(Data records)

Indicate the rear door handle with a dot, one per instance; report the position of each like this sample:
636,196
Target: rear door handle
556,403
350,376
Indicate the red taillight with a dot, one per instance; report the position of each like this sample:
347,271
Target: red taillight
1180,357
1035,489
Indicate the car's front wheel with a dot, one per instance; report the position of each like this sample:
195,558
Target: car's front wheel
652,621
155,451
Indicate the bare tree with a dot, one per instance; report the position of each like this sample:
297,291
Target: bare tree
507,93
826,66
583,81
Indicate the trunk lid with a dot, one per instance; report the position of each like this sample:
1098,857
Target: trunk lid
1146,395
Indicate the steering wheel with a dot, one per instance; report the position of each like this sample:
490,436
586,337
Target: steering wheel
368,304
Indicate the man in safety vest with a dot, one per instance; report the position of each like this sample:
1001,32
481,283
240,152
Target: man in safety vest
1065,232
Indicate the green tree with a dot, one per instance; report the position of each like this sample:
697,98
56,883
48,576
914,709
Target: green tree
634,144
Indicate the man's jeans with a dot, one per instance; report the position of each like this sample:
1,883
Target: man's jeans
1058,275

Short problem
Copy all the lines above again, requests and format samples unchanged, but increase every coordinate in the answers by 105.

Solution to this exercise
Indicate the rear door handle with a dot, one per instance; report the position of each like this sample:
636,196
Target: rear door handle
661,508
455,481
Indicate the red taillight with a dot, one per instance; report the position of each like this sample:
347,271
Target: red taillight
1285,462
1140,594
Indicate the car's front wheel with a dot, one per instance; report the position of each like this sample:
195,558
Target: car's front wheel
757,726
260,556
Indicate the bare tree with a dot, one per instance; report the position of each like this sample:
297,291
Target: bare tree
612,198
931,171
688,186
Indicate the trunk lid with a dot, one per instance; report the position of each like this sample:
1098,857
Target: trunk lid
1251,500
Indicate the steering wheel with a dot, one per instance; report the position of each like this sample:
490,436
586,337
Target: steering wheel
473,409
Indicate the man in safety vest with a dot, one per instance; report the position of each like this sample:
1001,32
481,283
240,152
Target: man in safety vest
1170,337
Indicate the green tree with a dot, one per instance; report the position of each like this sample:
697,98
56,883
48,576
914,709
Target: green tree
739,249
Indicate the man's jeans with a dot, one per instance; report the position of each like this sample:
1,883
Target: man's jeans
1163,380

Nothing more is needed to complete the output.